──────── DATA RECORDS ────────

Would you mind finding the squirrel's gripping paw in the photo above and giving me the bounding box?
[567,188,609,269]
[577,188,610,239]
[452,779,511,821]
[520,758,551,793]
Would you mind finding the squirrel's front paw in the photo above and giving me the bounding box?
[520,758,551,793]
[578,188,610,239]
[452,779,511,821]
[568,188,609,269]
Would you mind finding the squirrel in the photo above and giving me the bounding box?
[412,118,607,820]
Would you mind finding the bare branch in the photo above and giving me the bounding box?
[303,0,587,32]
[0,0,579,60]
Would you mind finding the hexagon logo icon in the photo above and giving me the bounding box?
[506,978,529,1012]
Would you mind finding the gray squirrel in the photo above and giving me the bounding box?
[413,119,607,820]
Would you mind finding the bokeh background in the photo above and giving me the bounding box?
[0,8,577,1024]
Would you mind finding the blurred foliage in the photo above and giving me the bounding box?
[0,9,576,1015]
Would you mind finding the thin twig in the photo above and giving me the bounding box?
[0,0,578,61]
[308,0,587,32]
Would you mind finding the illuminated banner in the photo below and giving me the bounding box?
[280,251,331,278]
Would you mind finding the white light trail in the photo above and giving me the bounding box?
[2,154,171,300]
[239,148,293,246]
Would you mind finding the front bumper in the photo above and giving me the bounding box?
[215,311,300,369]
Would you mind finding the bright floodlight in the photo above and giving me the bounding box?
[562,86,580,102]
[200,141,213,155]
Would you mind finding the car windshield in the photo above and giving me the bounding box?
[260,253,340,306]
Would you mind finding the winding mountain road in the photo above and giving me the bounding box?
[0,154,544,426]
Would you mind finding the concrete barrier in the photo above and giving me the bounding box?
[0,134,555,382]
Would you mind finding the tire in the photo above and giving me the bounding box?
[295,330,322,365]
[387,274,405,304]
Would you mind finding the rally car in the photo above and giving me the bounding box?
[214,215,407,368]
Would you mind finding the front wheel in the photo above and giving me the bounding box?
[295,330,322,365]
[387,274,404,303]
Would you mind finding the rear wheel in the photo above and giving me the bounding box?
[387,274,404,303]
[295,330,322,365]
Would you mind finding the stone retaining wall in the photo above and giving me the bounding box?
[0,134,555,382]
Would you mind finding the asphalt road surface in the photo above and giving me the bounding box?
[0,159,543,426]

────────

- [DIRECTIONS]: Recast all of the items above as a numbered list, leaving out any blank lines.

- [OUTPUT FOR THIS EXERCISE]:
1. Would you mind finding the squirrel's gripping paw in the photo above and giving me the bounding box?
2. [567,188,609,269]
3. [577,188,610,239]
4. [452,779,511,821]
5. [520,758,551,793]
6. Would you mind finding the squirrel's front paw in the photo above and giving me the bounding box?
7. [520,758,551,793]
8. [578,188,610,239]
9. [452,779,511,821]
10. [568,188,609,269]
11. Would you mind finding the squirrel in the photo above and giving me the bounding box?
12. [412,118,607,820]
13. Would you mind finding the bare branch in the photo above and giving me the bounding box?
14. [303,0,587,32]
15. [0,0,579,60]
16. Would you mind finding the hexagon logo icon in the photo above and giving me the bounding box?
17. [506,978,529,1012]
18. Would you mind finding the gray squirrel in the photo above and giving me the bounding box?
19. [413,119,607,820]
20. Would you mind finding the bokeh background in the photo above and giving me the bounding box?
21. [0,8,577,1024]
22. Would you mind finding the blurred foliage in the photo above and giving me the bounding box?
23. [0,9,576,1015]
24. Would you mind finding the thin twig in the photo above and giving me the bounding box?
25. [0,0,578,61]
26. [308,0,587,32]
27. Would you mind finding the illuminated banner in the photo below and giving me the bounding box?
28. [280,251,331,278]
29. Would you mind finding the white light trail in the photo above and giving me the bounding box?
30. [2,154,171,300]
31. [239,148,293,246]
32. Would you mind finding the front bumper in the photo above and giving me the bounding box?
33. [215,311,300,369]
34. Would you mind finding the bright floodlight in the photo above and giving me the bounding box?
35. [562,86,580,102]
36. [200,141,213,155]
37. Would you mind finding the car windshield in the photo above and giving me the bounding box?
38. [260,253,340,306]
39. Would you mind finding the winding mountain road in the photo above and giving me the bounding box?
40. [0,154,544,426]
41. Would you mind finding the concrete barrier in the photo above and giving me the bounding box?
42. [0,134,555,382]
43. Would you mind finding the tire in the photo above and giving me the bounding box?
44. [295,330,322,365]
45. [387,274,405,304]
46. Would you mind finding the rally car in the photo above and giving me the bounding box?
47. [214,215,407,368]
48. Would you mind finding the front wheel in the photo above and giving me the bounding box?
49. [295,330,322,365]
50. [387,274,404,303]
51. Would you mind finding the rear wheel in the photo above and giving me the bounding box?
52. [387,274,404,303]
53. [295,330,322,365]
54. Would you mind finding the stone retaining wall in the photo above and giving me the bounding box?
55. [0,134,555,382]
56. Would you mind finding the asphalt road surface in the photo above and giving me the bounding box?
57. [0,159,543,426]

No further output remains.